>>>

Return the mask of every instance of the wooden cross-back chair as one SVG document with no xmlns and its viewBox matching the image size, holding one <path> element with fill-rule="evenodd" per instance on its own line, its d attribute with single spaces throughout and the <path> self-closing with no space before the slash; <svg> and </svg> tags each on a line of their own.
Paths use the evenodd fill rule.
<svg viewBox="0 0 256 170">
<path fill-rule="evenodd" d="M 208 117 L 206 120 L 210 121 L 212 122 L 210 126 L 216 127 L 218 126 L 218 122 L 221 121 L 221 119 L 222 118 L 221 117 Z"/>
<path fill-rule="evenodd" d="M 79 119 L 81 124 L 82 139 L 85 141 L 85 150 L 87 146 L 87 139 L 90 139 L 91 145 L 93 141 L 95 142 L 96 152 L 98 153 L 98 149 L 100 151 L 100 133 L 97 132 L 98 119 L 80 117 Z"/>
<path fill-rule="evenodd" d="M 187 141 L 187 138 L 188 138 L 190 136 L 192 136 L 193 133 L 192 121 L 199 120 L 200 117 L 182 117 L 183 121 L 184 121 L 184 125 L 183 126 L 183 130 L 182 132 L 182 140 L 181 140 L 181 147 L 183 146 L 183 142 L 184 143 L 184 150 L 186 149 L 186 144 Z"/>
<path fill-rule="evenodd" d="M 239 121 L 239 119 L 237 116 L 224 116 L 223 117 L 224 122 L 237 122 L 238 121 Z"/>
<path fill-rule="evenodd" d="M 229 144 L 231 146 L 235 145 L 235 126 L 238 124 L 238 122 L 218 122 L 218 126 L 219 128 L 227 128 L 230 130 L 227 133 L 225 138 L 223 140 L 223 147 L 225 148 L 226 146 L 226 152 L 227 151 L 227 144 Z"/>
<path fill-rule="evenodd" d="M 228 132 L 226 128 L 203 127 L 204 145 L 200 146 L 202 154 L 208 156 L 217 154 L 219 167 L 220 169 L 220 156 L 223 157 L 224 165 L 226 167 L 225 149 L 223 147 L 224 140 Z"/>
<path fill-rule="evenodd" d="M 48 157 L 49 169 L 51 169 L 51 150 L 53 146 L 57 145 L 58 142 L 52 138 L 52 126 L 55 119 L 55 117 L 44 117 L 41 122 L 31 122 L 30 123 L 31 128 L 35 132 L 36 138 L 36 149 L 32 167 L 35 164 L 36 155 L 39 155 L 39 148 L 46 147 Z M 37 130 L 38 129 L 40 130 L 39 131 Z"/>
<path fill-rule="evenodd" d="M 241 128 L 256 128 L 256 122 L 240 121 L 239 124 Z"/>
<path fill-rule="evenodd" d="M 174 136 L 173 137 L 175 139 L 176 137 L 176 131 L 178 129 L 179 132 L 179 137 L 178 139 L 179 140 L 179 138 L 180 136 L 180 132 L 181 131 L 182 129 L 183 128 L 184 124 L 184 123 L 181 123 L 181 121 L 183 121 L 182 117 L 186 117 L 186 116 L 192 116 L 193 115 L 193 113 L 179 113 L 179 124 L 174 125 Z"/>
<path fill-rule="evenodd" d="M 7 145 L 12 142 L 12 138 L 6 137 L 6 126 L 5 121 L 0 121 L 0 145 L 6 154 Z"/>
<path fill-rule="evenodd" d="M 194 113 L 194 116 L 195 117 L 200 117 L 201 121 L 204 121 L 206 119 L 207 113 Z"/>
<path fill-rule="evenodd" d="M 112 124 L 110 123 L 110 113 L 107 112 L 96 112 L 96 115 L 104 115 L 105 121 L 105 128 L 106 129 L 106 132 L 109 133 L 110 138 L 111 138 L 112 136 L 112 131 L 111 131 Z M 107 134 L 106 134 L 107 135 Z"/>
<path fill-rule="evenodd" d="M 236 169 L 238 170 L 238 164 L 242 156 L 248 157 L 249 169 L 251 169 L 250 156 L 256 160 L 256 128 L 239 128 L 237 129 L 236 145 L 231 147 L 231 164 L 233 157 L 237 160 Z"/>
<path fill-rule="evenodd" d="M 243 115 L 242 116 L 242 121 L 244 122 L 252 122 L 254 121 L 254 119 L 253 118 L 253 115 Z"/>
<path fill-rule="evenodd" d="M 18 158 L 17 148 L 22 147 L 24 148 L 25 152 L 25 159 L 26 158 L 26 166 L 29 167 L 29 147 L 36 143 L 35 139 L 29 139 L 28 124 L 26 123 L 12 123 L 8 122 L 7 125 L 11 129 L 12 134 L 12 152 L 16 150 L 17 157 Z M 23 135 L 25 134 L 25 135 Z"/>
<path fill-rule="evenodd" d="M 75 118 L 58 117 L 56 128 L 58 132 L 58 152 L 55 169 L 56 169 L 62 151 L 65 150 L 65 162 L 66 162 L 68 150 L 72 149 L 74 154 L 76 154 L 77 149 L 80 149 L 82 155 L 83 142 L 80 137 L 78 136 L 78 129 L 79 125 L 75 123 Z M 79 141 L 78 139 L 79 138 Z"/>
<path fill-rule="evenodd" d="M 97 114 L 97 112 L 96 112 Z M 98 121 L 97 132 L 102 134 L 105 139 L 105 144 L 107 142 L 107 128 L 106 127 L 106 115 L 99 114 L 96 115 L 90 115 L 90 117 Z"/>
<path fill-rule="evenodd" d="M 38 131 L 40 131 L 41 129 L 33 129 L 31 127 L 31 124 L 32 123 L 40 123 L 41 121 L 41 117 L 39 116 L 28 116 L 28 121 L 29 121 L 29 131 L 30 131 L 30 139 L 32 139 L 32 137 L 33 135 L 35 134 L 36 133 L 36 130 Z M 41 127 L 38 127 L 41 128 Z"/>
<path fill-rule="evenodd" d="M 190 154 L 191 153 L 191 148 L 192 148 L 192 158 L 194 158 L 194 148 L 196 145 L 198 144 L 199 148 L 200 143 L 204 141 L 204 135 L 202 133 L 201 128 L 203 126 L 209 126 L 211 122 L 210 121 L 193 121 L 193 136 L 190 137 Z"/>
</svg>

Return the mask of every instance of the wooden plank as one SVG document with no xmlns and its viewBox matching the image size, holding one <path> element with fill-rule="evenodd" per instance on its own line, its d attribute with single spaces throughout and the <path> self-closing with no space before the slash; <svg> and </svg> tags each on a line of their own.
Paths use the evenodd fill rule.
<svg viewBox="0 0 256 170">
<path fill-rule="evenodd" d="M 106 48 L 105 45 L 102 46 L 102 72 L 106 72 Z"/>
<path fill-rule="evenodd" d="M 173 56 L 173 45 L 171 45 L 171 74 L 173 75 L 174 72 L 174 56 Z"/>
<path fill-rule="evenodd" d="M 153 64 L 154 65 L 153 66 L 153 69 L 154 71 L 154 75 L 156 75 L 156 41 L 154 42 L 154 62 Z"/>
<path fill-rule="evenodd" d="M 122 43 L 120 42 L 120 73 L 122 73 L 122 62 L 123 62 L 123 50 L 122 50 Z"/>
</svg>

<<<

**WRITTEN EXERCISE**
Reproduce everything from the start of the lines down to the line containing "208 117 L 206", swapping "wooden cross-back chair" for "wooden ladder-back chair" and leaving the rest unchanged.

**TASK RESPONSE**
Return the mask of every instance of the wooden ladder-back chair as one SVG document with no xmlns and its viewBox matching the image size, holding one <path> element with fill-rule="evenodd" per instance on its own line, its d attribute with single spaces throughout and the <path> self-closing with no space before the slash; <svg> and </svg> tags each on a line of their own.
Paths use the evenodd fill rule.
<svg viewBox="0 0 256 170">
<path fill-rule="evenodd" d="M 208 117 L 206 120 L 210 121 L 212 122 L 210 126 L 216 127 L 218 126 L 218 122 L 221 121 L 221 119 L 222 118 L 221 117 Z"/>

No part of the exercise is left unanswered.